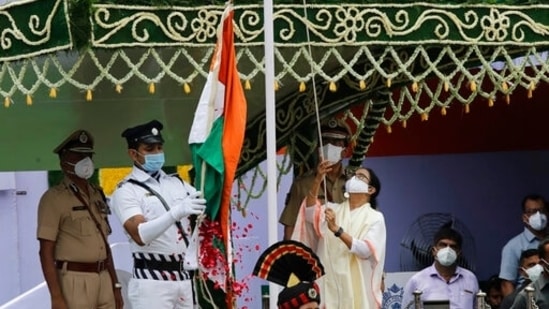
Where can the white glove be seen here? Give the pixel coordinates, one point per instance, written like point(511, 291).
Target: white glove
point(191, 205)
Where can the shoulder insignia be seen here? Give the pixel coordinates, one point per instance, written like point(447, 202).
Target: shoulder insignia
point(392, 297)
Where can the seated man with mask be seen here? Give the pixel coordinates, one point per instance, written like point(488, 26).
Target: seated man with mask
point(535, 222)
point(530, 270)
point(444, 280)
point(336, 135)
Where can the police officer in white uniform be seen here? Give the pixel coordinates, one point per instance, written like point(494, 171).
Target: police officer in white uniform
point(154, 209)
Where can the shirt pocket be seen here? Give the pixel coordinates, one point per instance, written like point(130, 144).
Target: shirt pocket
point(152, 207)
point(80, 223)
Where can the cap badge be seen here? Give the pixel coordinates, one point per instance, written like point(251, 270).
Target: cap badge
point(312, 293)
point(332, 123)
point(83, 138)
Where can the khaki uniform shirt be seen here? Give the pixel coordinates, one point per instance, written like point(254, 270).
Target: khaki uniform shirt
point(299, 190)
point(63, 219)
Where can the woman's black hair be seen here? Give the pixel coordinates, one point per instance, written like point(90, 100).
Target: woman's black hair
point(374, 182)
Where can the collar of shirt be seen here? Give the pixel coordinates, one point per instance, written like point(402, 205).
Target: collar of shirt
point(434, 273)
point(142, 176)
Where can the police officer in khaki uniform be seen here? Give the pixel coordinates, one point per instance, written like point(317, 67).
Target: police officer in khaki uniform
point(336, 135)
point(72, 231)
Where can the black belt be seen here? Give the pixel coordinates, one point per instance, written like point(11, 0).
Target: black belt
point(160, 265)
point(93, 267)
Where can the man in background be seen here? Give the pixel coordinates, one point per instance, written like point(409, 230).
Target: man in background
point(336, 135)
point(530, 270)
point(444, 280)
point(534, 217)
point(72, 230)
point(539, 297)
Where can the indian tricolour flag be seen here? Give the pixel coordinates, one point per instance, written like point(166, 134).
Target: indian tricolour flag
point(217, 132)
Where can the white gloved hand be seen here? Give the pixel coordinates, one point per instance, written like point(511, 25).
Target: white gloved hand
point(191, 205)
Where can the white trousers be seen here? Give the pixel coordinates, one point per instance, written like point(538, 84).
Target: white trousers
point(158, 294)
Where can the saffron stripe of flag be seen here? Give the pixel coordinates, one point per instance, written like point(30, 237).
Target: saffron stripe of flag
point(218, 128)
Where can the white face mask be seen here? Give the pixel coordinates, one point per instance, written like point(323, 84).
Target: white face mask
point(83, 168)
point(446, 256)
point(355, 185)
point(331, 153)
point(537, 221)
point(534, 272)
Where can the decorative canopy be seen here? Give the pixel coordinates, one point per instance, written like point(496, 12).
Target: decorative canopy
point(372, 63)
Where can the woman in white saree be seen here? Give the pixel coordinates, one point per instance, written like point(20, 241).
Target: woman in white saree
point(349, 238)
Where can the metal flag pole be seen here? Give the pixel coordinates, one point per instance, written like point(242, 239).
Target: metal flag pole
point(271, 136)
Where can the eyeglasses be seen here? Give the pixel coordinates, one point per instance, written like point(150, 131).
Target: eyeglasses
point(532, 211)
point(360, 176)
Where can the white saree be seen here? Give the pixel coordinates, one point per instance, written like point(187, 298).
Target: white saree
point(351, 282)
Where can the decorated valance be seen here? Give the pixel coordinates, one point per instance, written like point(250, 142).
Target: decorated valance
point(31, 28)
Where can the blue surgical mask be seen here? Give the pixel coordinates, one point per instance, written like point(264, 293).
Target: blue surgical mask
point(153, 162)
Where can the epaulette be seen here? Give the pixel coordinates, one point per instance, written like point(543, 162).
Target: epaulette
point(120, 184)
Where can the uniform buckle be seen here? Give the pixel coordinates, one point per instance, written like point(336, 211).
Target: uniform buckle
point(101, 266)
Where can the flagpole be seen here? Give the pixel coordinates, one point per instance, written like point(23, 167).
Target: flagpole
point(271, 136)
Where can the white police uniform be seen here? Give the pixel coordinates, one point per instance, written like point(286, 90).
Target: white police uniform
point(159, 280)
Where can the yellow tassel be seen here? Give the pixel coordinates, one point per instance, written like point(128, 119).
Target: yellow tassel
point(415, 87)
point(302, 87)
point(531, 89)
point(186, 88)
point(473, 86)
point(333, 87)
point(504, 87)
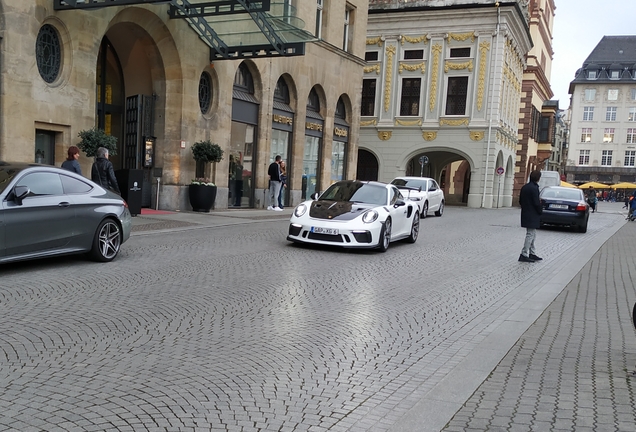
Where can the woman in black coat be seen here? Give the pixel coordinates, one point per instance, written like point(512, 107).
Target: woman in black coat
point(531, 210)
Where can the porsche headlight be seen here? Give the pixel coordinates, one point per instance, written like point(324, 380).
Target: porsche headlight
point(300, 210)
point(370, 216)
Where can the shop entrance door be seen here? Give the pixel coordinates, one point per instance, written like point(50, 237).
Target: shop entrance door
point(241, 168)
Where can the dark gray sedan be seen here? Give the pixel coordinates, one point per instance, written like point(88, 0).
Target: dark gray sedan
point(46, 211)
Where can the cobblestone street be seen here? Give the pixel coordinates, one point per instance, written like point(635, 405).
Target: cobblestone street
point(233, 328)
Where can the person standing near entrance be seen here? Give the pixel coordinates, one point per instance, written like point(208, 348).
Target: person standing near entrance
point(274, 184)
point(103, 173)
point(531, 210)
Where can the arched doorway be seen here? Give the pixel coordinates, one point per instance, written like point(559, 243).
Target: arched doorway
point(245, 109)
point(367, 166)
point(110, 96)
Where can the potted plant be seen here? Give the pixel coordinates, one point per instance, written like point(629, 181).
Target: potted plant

**Job**: Convert all of the records above into a Markdown table with the columns Row and Line, one numbered row for each line, skipping blank lines. Leave the pictures out.

**Result**:
| Row | Line |
|---|---|
| 1 | Where can the white glove be seen here? Give the pixel coordinates, one point per instance, written like point(511, 291). |
| 2 | Target: white glove |
| 3 | point(191, 205) |
| 4 | Where can the shoulder insignia be seen here? Give the pixel coordinates, one point per instance, written like point(447, 202). |
| 5 | Target: shoulder insignia |
| 6 | point(392, 297) |
| 7 | Where can the seated man with mask be seen here? Give the pixel coordinates, one point per instance, written like point(488, 26). |
| 8 | Target: seated man with mask |
| 9 | point(535, 222) |
| 10 | point(530, 270) |
| 11 | point(444, 280) |
| 12 | point(336, 135) |
| 13 | Where can the police officer in white uniform be seen here? Give the pixel coordinates, one point per instance, written like point(494, 171). |
| 14 | Target: police officer in white uniform |
| 15 | point(154, 209) |
| 16 | Where can the shirt pocket be seen here? Give the pixel coordinates, one point per instance, written like point(130, 144). |
| 17 | Target: shirt pocket |
| 18 | point(152, 207) |
| 19 | point(80, 223) |
| 20 | Where can the cap badge be seen here? Give the pixel coordinates, one point per instance, written like point(251, 270). |
| 21 | Target: cap badge |
| 22 | point(312, 293) |
| 23 | point(332, 123) |
| 24 | point(83, 138) |
| 25 | Where can the khaki uniform shirt be seen here? Give the pixel coordinates, one point per instance, written like point(254, 270). |
| 26 | Target: khaki uniform shirt |
| 27 | point(299, 190) |
| 28 | point(63, 219) |
| 29 | Where can the woman's black hair be seen here? Give the pixel coordinates, one point per instance, written like point(90, 100). |
| 30 | Target: woman's black hair |
| 31 | point(374, 182) |
| 32 | Where can the collar of shirt be seen here? Give the pixel coordinates, one point per instance, written like point(402, 205). |
| 33 | Target: collar of shirt |
| 34 | point(434, 273) |
| 35 | point(142, 176) |
| 36 | Where can the police officer in khaki uniform be seen here? Give the pixel coordinates, one point per instance, written like point(317, 67). |
| 37 | Target: police officer in khaki uniform |
| 38 | point(336, 135) |
| 39 | point(72, 231) |
| 40 | Where can the black belt be seen here? Give the pixel coordinates, one point per instance, written like point(11, 0). |
| 41 | Target: black belt |
| 42 | point(160, 265) |
| 43 | point(93, 267) |
| 44 | Where can the man in background be seen here? Give the pixel coordinates, one point per instance, written like point(409, 230). |
| 45 | Target: man in background |
| 46 | point(336, 135) |
| 47 | point(530, 270) |
| 48 | point(444, 280) |
| 49 | point(534, 217) |
| 50 | point(72, 230) |
| 51 | point(539, 297) |
| 52 | Where can the indian tricolour flag be seen here? Give the pixel coordinates, one point per instance, written like point(166, 134). |
| 53 | Target: indian tricolour flag |
| 54 | point(217, 132) |
| 55 | Where can the white gloved hand be seen here? Give the pixel coordinates, one point per instance, written like point(511, 25). |
| 56 | Target: white gloved hand |
| 57 | point(191, 205) |
| 58 | Where can the white trousers be seen here? Give the pixel coordinates, one point per instance, written like point(538, 84). |
| 59 | Target: white trousers |
| 60 | point(158, 294) |
| 61 | Where can the saffron stripe of flag be seen here? Give the pixel coordinates, one point per instance, written like point(30, 237). |
| 62 | Target: saffron stripe of flag |
| 63 | point(218, 128) |
| 64 | Where can the white face mask be seen here? Give the pixel coordinates, one point per instance, written like point(323, 84). |
| 65 | Target: white face mask |
| 66 | point(83, 168) |
| 67 | point(446, 256) |
| 68 | point(355, 185) |
| 69 | point(331, 153) |
| 70 | point(537, 221) |
| 71 | point(534, 272) |
| 72 | Where can the decorative canopy be seen here? Give the pixel coordinates, one point per instance, written like point(496, 12). |
| 73 | Target: decorative canopy |
| 74 | point(372, 63) |
| 75 | Where can the woman in white saree be seen here? Give the pixel coordinates, one point per instance, written like point(20, 241). |
| 76 | Target: woman in white saree |
| 77 | point(349, 238) |
| 78 | Where can the metal flag pole be seen here? Give the pixel coordinates, one point per instance, written like point(242, 239). |
| 79 | Target: metal flag pole |
| 80 | point(271, 136) |
| 81 | Where can the eyeglasses be seen here? Give the pixel coordinates, one point per instance, written like point(150, 131). |
| 82 | Target: eyeglasses |
| 83 | point(532, 211) |
| 84 | point(360, 176) |
| 85 | Where can the white saree be seen here? Give the pixel coordinates, one point per instance, written like point(187, 298). |
| 86 | Target: white saree |
| 87 | point(351, 282) |
| 88 | Where can the decorated valance be seen here? Give the pixel coordinates, one point per instance, written like point(250, 142). |
| 89 | Target: decorated valance |
| 90 | point(31, 28) |
| 91 | Where can the blue surgical mask be seen here? Give the pixel coordinates, one point per instance, written like point(264, 293). |
| 92 | Target: blue surgical mask |
| 93 | point(153, 162) |
| 94 | Where can the epaulette be seen here? Give the pixel coordinates, one point per instance, written like point(543, 162). |
| 95 | Target: epaulette |
| 96 | point(120, 184) |
| 97 | Where can the uniform buckle be seen here? Give the pixel coordinates, one point per instance, written like point(336, 211). |
| 98 | Target: uniform buckle |
| 99 | point(101, 266) |
| 100 | Where can the flagpole be seen here? Give the pixel coordinates, one point per instance, written like point(23, 167). |
| 101 | Target: flagpole |
| 102 | point(271, 136) |
| 103 | Where can the white police uniform be seen here? Give the pixel coordinates, one point per instance, written like point(286, 90). |
| 104 | Target: white police uniform |
| 105 | point(159, 280) |
| 106 | Where can the yellow tassel be seen here? Give the pixel coordinates, one point per instance, written like point(128, 119). |
| 107 | Target: yellow tassel |
| 108 | point(415, 87) |
| 109 | point(302, 87) |
| 110 | point(531, 89) |
| 111 | point(186, 88) |
| 112 | point(473, 86) |
| 113 | point(333, 87) |
| 114 | point(504, 87) |
| 115 | Where can the woman in black coat be seen here? Give the pixel coordinates, one point per instance, written like point(512, 107). |
| 116 | Target: woman in black coat |
| 117 | point(531, 210) |
| 118 | Where can the porsche headlight be seen here? Give the pixel coordinates, one point per instance, written like point(324, 380). |
| 119 | Target: porsche headlight |
| 120 | point(300, 210) |
| 121 | point(370, 216) |
| 122 | Where can the shop entrance door be seen here? Give the pixel coordinates, one point per instance, written like point(50, 237). |
| 123 | Target: shop entrance door |
| 124 | point(241, 168) |
| 125 | Where can the dark gray sedan be seen here? Give the pixel coordinates, one point per instance, written like point(88, 0). |
| 126 | Target: dark gray sedan |
| 127 | point(46, 211) |
| 128 | Where can the cobblestone street be seen here? Give the pixel coordinates, one point per instance, written like point(635, 405). |
| 129 | Target: cobblestone street |
| 130 | point(233, 328) |
| 131 | Where can the person standing near entrance be seen here? Give the pixel coordinates, one point per instance, written like point(208, 348). |
| 132 | Target: person standing near entrance |
| 133 | point(274, 184) |
| 134 | point(103, 173) |
| 135 | point(531, 210) |
| 136 | Where can the arched doorway be seen here? Give the pixel coordinates, one point per instance, written like point(559, 243). |
| 137 | Target: arched doorway |
| 138 | point(245, 109) |
| 139 | point(367, 166) |
| 140 | point(110, 96) |
| 141 | Where can the potted plant be seen here? Give the pixel coordinates, one point per instance, written like point(629, 181). |
| 142 | Target: potted plant |